◆ **Data section**:
============================================================
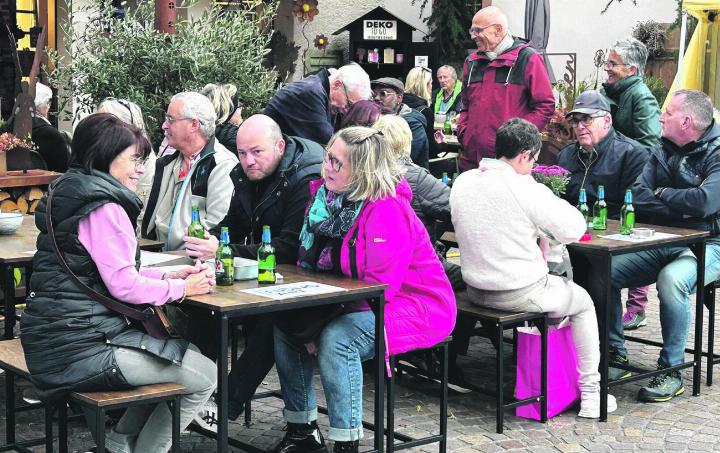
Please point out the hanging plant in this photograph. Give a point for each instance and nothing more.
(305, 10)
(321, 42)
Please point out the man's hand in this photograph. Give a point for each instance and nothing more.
============================================================
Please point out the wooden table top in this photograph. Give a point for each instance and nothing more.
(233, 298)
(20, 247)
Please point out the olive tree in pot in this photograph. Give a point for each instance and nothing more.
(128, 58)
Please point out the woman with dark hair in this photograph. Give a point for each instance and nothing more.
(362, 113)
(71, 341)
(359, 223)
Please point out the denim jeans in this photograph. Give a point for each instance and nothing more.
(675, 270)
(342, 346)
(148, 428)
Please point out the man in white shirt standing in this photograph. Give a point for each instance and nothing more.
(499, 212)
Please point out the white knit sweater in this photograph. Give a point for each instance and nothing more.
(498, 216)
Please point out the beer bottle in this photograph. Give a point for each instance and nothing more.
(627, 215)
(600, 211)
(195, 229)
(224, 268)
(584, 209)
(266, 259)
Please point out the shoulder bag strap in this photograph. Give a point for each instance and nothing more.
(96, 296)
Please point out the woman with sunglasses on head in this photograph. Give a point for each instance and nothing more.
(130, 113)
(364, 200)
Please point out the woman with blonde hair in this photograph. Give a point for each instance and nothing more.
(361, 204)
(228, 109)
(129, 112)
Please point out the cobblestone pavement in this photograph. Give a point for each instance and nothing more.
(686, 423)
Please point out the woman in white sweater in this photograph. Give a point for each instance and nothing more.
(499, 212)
============================================================
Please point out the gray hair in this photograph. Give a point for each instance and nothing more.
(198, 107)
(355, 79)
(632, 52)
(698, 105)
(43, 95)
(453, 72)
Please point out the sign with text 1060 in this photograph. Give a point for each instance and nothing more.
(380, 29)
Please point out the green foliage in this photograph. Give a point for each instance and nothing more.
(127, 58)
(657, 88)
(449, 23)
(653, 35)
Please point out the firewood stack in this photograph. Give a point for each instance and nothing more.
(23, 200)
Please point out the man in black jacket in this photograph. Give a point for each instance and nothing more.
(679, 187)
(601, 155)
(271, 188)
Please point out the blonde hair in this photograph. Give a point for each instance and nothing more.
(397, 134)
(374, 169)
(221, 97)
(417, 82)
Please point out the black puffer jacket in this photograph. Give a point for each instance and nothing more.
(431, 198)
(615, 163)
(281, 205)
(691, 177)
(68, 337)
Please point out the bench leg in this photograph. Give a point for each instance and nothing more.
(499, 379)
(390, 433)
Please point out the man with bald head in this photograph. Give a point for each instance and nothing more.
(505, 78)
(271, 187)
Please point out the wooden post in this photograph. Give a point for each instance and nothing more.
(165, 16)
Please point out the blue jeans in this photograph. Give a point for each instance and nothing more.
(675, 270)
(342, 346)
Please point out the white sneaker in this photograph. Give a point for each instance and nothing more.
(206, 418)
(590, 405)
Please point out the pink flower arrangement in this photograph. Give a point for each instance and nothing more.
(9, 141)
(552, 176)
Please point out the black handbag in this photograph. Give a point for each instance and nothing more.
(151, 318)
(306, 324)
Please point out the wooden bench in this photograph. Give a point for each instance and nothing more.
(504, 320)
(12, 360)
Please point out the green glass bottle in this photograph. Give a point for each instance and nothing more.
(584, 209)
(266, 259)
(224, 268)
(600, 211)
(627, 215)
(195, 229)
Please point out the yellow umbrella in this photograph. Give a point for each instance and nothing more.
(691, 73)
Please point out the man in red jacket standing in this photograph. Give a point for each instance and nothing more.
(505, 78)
============================================================
◆ **What is expected**:
Show each line of the material above that contains the word "blonde".

◆ **Complete answer**:
Please point out the woman with blonde hair in this photograph. Give a point for each instance and nothing more.
Please point out the blonde hair in this photograph. Give a point for each instance and nothing more.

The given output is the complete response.